_AUFGABE:_
Beantworten Sie anhand des folgenden Textes über neues Glas für optische Instrumente diese Fragen:
(a) Welche Glassorten standen bis in die 80er Jahre des vorigen Jahrhunderts zur Verfügung?
(b) Welche beiden Erzeugnisse aus Jenenser Glas nennt der Text für andere als optische Zwecke?
(c) Unter welchem Namen wurde das Glas bekannt, das weite Gebiete des ultravioletten Spektrums durchlässt?

==== LESETEXT ====

Neues Glas für optische Instrumente.

Mit den Zeißwerken Hand in Hand arbeiten die Jenenser Glaswerke von Schott und Genossen. Bis in die 80er Jahre des vorigen Jahrhunderts war man auf die Benutzung weniger Glassorten, die durch die Worte Flintglas und Kronglas gekennzeichnet sind, angewiesen. Dann wurden in den Jenenser Glaswerken, zum Teil mit Unterstützung der Regierung, systematische Untersuchungen ausgeführt, die die Herstellung neuer Glassorten zur Aufgabe hatten. Während bei den früheren Glassorten das Brechungsvermögen und Dispersionsvermögen bei allen Krongläsern und ebenso bei allen Flintgläsern einander nahezu proportional sind, gelang es den Jenenser Glaswerken, Glassorten mit beliebig geforderten optischen Eigenschaften herzustellen, also z. B. sowohl solche mit hohem Brechungsvermögen und kleinem Dispersionsvermögen wie auch solche mit umgekehrten Eigenschaften. Durch diese Erfindungen war nun für die Konstruktion neuer optischer Instrumente die Bahn geebnet. Die Vollkommenheit dieser Instrumente hat jetzt eine ganz außerordentliche Höhe erreicht. Um sich zu vergegenwärtigen, daß auch weitere Kreise aus der Vervollkommnung der Glastechnik großen Nutzen ziehen, möge man nur an die Ausbreitung der Photographie denken. Die schönen Bilder, die mit relativ billigen photographischen Apparaten hergestellt werden können, sind zum größten Teil erst durch die Fortschritte in der Glastechnik ermöglicht worden. Daß bei den Arbeiten der Jenenser Werke auch für andere als optische Zwecke brauchbare Gläser abfielen, ist bekannt. Man denke nur an die Lampenzylinder und an die Thermometer aus Jenenser Glas. Die Lichtdurchlässigkeit der Glassorten für die verschiedenen Teile des Spektrums ist sehr verschieden; es ist jetzt gelungen, Gläser herzustellen, die noch weite Gebiete des ultra-violetten Spektrums durchlassen. Eine solche Glassorte ist unter dem Namen Uviolglas bekannt geworden.

==== DATENSÄTZE ====

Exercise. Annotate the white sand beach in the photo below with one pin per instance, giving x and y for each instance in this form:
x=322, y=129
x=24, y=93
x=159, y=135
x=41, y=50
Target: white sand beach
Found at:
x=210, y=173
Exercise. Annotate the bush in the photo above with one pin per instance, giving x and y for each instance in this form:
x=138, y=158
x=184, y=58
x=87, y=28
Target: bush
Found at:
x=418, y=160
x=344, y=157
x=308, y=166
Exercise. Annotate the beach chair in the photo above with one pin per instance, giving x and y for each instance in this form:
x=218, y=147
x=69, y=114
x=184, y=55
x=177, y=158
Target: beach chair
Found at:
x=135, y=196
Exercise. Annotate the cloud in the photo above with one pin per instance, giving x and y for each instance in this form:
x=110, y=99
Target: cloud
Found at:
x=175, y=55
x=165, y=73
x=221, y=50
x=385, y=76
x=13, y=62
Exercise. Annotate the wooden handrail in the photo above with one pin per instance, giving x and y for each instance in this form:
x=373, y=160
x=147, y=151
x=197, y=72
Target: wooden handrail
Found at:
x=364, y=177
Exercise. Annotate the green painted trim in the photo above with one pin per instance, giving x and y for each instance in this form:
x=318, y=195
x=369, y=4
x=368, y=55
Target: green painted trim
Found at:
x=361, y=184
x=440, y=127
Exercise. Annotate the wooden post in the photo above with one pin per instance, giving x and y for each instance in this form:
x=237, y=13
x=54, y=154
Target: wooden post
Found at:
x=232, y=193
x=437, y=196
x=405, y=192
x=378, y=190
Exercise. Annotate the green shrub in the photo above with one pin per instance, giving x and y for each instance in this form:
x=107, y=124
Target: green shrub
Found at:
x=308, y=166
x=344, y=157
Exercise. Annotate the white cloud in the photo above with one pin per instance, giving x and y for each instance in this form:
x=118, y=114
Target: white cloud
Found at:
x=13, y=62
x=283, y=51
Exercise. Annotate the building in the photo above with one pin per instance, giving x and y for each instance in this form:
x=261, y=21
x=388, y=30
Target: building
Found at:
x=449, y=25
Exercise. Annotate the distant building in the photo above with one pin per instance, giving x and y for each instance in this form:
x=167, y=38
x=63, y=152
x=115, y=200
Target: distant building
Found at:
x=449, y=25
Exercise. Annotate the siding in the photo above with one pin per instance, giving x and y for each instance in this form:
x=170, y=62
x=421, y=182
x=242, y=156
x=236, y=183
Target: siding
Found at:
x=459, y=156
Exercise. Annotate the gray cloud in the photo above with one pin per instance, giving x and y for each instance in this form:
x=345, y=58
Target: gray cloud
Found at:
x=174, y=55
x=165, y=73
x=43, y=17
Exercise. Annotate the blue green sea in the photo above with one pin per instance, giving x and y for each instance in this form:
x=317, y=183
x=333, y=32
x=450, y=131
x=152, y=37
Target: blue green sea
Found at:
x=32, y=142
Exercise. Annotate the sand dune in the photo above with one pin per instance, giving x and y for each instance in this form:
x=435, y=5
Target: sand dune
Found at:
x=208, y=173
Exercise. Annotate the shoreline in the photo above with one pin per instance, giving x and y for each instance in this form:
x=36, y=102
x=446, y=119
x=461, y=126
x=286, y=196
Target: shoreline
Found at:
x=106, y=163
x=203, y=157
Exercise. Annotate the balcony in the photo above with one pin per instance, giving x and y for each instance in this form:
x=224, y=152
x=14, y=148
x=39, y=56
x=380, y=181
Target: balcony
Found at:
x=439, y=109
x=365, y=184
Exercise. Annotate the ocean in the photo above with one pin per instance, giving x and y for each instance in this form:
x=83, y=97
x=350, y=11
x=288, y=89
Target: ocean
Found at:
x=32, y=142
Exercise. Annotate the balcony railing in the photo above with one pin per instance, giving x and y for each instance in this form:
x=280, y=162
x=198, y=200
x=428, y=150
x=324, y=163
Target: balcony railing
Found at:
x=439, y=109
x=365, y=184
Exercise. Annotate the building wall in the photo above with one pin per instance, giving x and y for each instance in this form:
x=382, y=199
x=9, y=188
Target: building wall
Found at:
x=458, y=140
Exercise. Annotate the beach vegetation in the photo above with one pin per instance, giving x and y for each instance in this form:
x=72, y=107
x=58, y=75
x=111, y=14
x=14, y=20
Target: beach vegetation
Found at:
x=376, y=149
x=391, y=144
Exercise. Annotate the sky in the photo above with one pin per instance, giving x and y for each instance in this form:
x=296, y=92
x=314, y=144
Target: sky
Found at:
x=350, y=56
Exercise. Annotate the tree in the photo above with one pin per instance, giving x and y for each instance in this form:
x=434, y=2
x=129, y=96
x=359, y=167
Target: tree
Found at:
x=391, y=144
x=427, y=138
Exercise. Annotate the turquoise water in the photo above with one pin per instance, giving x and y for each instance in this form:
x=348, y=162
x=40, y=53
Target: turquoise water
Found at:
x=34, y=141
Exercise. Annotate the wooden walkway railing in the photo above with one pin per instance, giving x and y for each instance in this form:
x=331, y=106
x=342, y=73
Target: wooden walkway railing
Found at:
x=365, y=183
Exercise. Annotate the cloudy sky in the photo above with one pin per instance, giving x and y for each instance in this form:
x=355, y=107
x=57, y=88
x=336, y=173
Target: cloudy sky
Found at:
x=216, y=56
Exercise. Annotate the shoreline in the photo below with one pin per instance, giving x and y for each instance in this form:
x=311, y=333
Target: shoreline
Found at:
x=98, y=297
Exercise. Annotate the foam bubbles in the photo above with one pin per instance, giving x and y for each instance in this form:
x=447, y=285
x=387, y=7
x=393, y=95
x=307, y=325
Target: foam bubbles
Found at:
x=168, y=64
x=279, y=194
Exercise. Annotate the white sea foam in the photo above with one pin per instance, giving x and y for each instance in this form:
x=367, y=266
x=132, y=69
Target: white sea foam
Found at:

====

_LÖSUNG:_
(a) Flintglas und Kronglas
(b) Lampenzylinder und Thermometer
(c) Uviolglas